#### [WORK INSTRUCTIONS]
Reproduce every line of the entries below, requests included, and scale each bounding-box coordinate in the answers by 1.9, rounding to the nearest whole number with halves rounded up.

#### [GIVEN INFORMATION]

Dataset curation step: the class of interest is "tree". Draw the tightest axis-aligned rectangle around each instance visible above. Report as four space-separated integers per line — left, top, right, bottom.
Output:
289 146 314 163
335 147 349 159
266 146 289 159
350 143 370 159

#### [ANSWER TO THIS PROBLEM]
Dataset curation step: the class of interest is "tree". Draw the tightest axis-aligned rectangle around each instance visible above. Report as four space-separated integers per line — left, top, right, bottom.
Output:
549 277 597 310
637 279 663 302
505 277 549 302
665 272 703 302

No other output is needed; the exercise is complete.